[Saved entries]
-- Opening Marker --

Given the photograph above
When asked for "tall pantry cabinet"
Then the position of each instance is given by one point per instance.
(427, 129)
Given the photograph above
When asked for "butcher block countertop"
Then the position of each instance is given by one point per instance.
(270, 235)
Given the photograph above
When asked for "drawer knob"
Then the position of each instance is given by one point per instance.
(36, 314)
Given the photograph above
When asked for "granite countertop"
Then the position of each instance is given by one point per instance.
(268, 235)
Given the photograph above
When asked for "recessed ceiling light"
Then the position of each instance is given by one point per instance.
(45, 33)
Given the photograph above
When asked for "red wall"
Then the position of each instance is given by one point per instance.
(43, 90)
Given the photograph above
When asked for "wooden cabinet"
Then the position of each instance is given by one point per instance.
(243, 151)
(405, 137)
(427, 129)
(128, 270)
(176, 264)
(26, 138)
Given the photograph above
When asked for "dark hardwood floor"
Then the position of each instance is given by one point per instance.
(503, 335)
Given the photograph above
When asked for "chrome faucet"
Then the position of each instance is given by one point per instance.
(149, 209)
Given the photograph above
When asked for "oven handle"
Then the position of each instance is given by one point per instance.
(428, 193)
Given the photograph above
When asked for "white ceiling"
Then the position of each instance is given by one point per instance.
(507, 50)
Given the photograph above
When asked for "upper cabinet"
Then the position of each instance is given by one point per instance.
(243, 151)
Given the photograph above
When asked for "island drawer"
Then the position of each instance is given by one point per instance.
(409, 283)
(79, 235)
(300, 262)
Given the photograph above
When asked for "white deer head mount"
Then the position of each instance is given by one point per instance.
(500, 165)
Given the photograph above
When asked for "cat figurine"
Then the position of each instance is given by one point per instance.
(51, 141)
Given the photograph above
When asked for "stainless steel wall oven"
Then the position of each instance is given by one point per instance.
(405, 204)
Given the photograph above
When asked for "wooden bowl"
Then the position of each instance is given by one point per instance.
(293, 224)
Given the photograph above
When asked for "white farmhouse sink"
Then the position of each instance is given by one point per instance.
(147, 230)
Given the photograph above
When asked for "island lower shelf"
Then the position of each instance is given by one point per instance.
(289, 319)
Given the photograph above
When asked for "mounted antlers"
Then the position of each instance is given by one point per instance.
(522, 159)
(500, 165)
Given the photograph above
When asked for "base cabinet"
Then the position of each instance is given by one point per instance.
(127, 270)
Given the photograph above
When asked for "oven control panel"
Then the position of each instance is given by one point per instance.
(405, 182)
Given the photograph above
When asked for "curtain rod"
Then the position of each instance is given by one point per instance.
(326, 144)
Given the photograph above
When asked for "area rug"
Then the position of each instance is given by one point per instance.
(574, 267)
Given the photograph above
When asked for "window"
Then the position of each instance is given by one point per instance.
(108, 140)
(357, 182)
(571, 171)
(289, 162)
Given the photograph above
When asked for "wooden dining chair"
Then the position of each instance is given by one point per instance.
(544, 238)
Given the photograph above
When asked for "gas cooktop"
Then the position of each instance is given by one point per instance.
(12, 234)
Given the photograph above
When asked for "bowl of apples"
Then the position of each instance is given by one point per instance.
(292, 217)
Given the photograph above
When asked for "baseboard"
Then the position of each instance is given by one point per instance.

-- Closing Marker --

Activity -
Copy down each line in the entries that has the word "cabinet".

Your response -
When asked for "tall pantry cabinet"
When asked for "wooden cabinet"
When asked for "upper cabinet"
When asked for "base cabinet"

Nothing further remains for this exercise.